[Page excerpt]:
INFLAZYME PHARMACEUTICALS LTD ("IZP-V") - Goldman Sachs Group, L.P. Private Placement

1. Name of Offeror Filing Report

The Goldman Sachs Group, L.P. (the "Purchaser").

2. Ownership, Control and Direction of Securities On April 30, 1999 the Purchaser purchased pursuant to a private placement under exemptions from the registration and prospectus provisions of the Securities Act (British Columbia) an aggregate of 600,000 special warrants (the "Special Warrants") of Inflazyme Pharmaceuticals Ltd. ("Inflazyme") at a price of $1.25 per Special Warrant, being in the aggregate $750,000. Each Special Warrant entitles the Purchaser to acquire one common share of Inflazyme from treasury for no additional consideration on or prior to April 26, 2000. The Special Warrants will automatically exercise on the date which is the earlier of (i) five business days from the last date on which a receipt for a final prospectus is issued by the securities regulatory authorities in the provinces in which Special Warrants are distributed by Inflazyme and (ii) April 26, 2000. Inflazyme has undertaken to file a prospectus in British Columbia, Ontario and Quebec to qualify the issuance of the common shares issuable upon exercise of the Special Warrants. Proceeds from the private placement were placed in escrow on closing and will be released to Inflazyme if receipts for the final prospectus from the securities regulatory authorities are issued and if Inflazyme obtains a listing on The Toronto Stock Exchange. If such events do not occur within 120 days of closing, the Prchaser shall have the right to either have Inflazyme repurchase from funds held in escrow the Special Warrants held by the Purchaser at a sum equal to the subscription price, together with the pro rata interest earned thereon, or to acquire, without additional consideration, 1.1 common shares of Inflazyme instead of one common share for each Special Warrant held.

[Aim of the task]:
Pick up the Inflazyme private placement filing after its last sentence and continue it in the same style. The records that come next are separate from the Inflazyme filing and have no connection to it.

[Entries shown]:
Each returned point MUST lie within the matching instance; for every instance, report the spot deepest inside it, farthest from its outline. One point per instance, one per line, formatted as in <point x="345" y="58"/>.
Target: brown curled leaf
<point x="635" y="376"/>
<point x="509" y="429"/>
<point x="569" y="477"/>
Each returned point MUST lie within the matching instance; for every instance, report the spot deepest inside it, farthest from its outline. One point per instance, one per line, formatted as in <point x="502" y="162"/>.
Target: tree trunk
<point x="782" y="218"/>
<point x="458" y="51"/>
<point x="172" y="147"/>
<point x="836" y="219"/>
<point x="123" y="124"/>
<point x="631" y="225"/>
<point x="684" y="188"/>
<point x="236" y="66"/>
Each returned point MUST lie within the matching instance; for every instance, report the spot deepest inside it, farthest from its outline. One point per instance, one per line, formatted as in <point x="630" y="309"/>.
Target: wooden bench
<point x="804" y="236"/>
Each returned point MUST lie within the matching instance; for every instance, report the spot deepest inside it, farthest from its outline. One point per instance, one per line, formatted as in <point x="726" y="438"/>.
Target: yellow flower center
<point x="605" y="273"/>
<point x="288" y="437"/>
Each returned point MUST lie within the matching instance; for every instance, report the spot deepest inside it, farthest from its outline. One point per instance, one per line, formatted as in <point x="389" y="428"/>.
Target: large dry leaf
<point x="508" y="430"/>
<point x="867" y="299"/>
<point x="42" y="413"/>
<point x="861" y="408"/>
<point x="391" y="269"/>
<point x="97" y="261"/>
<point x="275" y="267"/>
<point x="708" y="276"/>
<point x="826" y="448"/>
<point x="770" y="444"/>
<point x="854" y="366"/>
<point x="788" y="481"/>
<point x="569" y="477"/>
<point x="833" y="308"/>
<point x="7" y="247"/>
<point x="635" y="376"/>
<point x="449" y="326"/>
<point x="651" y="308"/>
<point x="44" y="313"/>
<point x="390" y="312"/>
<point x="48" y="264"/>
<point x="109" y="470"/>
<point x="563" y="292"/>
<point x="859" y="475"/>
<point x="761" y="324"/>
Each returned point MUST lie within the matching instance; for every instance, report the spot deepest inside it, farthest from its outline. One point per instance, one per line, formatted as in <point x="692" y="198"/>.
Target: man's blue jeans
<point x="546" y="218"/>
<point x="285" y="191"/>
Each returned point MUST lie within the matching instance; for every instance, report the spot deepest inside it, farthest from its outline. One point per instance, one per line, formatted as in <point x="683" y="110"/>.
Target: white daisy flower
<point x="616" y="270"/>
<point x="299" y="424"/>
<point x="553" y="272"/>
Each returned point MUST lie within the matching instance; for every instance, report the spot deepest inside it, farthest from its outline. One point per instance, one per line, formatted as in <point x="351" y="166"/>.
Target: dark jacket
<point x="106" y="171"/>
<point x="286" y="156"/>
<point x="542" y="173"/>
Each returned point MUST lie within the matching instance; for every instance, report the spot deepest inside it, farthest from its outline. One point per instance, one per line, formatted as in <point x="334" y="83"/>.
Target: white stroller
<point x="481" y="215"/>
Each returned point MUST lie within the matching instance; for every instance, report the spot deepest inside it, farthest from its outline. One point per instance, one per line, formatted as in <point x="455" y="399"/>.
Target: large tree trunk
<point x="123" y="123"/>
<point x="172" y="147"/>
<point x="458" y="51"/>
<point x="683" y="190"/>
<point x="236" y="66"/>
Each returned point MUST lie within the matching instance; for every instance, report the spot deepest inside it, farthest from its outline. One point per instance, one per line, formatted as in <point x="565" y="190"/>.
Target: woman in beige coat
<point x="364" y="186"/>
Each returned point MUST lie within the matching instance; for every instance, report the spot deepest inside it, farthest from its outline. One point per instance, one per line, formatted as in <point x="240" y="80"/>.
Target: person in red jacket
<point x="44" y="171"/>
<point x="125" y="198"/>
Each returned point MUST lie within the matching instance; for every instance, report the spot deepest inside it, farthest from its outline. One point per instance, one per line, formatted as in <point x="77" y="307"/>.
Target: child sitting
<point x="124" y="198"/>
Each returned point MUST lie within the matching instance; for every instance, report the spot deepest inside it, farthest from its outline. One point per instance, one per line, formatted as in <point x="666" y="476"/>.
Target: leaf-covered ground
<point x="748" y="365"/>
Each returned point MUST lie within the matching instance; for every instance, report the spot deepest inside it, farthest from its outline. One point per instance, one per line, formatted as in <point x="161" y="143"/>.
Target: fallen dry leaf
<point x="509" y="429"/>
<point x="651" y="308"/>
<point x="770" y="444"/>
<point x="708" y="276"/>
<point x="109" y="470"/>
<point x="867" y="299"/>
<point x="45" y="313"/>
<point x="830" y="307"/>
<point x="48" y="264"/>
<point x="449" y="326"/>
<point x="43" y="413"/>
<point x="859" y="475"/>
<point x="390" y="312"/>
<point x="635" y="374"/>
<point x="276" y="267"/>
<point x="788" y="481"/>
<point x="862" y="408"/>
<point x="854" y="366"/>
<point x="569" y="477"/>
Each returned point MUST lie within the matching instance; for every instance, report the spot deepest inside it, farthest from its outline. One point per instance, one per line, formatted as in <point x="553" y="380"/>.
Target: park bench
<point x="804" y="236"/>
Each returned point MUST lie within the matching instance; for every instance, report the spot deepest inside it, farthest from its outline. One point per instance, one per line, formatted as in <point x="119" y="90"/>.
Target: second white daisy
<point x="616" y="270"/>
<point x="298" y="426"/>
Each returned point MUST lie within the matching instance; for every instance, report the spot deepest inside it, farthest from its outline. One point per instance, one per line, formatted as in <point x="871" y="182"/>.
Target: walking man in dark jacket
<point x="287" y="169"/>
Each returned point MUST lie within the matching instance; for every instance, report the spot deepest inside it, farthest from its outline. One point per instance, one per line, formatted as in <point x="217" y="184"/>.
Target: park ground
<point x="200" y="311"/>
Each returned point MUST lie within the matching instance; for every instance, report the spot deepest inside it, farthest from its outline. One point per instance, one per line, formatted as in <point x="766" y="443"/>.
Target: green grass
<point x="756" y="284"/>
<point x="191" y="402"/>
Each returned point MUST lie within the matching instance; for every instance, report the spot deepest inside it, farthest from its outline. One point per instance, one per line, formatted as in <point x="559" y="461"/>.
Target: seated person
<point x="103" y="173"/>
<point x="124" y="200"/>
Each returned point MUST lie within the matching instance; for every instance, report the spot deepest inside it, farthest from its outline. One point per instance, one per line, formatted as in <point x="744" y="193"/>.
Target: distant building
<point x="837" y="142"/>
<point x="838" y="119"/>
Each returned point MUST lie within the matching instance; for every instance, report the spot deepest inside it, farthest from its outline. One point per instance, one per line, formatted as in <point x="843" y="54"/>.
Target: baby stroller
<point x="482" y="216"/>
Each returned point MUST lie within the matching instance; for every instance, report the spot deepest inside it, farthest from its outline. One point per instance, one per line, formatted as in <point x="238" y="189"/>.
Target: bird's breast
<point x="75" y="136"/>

[Expected answer]:
As the result of such acquisition, the Purchaser beneficially owns an aggregate of 3,679,754 common shares of Inflazyme and Special Warrants to acquire an additional 600,000 common shares of Inflazyme. Assuming the exercise of the Special Warrants held by the Purchaser and the issuance of an additional 600,000 common shares, the Purchaser beneficially owns and has control and direction over 11.1% of the outstanding common shares of Inflazyme.

3. Purpose of Acquisition and Further Intentions to Increase Ownership, Control and Direction of Securities

The Purchaser acquired the Special Warrants pursuant to a private placement under exemptions from the registration and prospectus requirements of the Securities Act (British Columbia) for investment purposes. The Purchaser has no present intention to acquire additional securities of Inflazyme, other than common shares issuable upon exercise of the Special Warrants held by the Purchaser.

4. Market Where Transaction Took Place

The common shares issuable upon exercise of the Special Warrants will be issued by Inflazyme from treasury. The common shares of Inflazyme are listed on the Vancouver Stock Exchange.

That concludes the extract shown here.